*Stated problem 1*
In the passage on database design for digital libraries, what type does the image field in the waters table have?
*Stated problem 2*
List every advantage named in the sentence of the digital library passage that begins "Putting the content in the database also allows".
*Stated problem 3*
Write the next part of the passage on where a digital library should store its content, starting after its last sentence.

*Given passage*

Probably the most interesting technical characteristic of the database is the image field of type mediumblob in the waters table. When it comes to digital libraries and database design, one of the perennial choices to make is where to save your content. Saving it outside your database makes your database smaller and more complicated but forces you to maintain links to your file system or the Internet where the actual content resides. This can be an ongoing maintenance nightmare and can side-step the preservation issues. On the other hand inserting your content inside the database allows you to keep your content all in once place while “marrying” it to up in your database application. Putting the content in the database also allows you to do raw database dumps making the content more portable and easier to back-up. I’ve designed digital library systems both ways. Each has its own strengths and weaknesses. This is one of the rarer times I’ve put the content into the database itself. Never have I solely relied on maintaining links to off-site content. Too risky. Instead I’ve more often mirrored content locally and maintained two links in the database: one to the local cache and another to the canonical website.

*Provided data*
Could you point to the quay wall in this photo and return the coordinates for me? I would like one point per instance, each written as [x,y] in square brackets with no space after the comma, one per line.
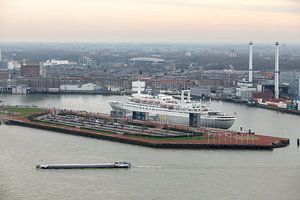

*Task result 1*
It is of type mediumblob.

*Task result 2*
- It allows raw database dumps.
- It makes the content more portable.
- It makes the content easier to back up.

*Task result 3*
PHP scripts for database input/output
Sets of PHP scripts are used to create, maintain, and report against the waters database. Creating and maintaining database records is tedious but not difficult as long as you keep in mind that there are really only four things you need to do with any database: 1) create records, 2) find records, 3) edit records, and 4) delete records. All that is required is to implement each of these processes against each of the fields in each of the tables. Since PHP was designed for the Web, each of these processes is implemented as a Web page only accessible to myself. The following screen shots illustrate the appearance and functionality of the database maintenance process.
High-level menus on the right. Sub-menus and data-entry forms in the middle. Simple. One of the nice things about writing applications for oneself is the fact that you don’t have to worry about usability, just functionality.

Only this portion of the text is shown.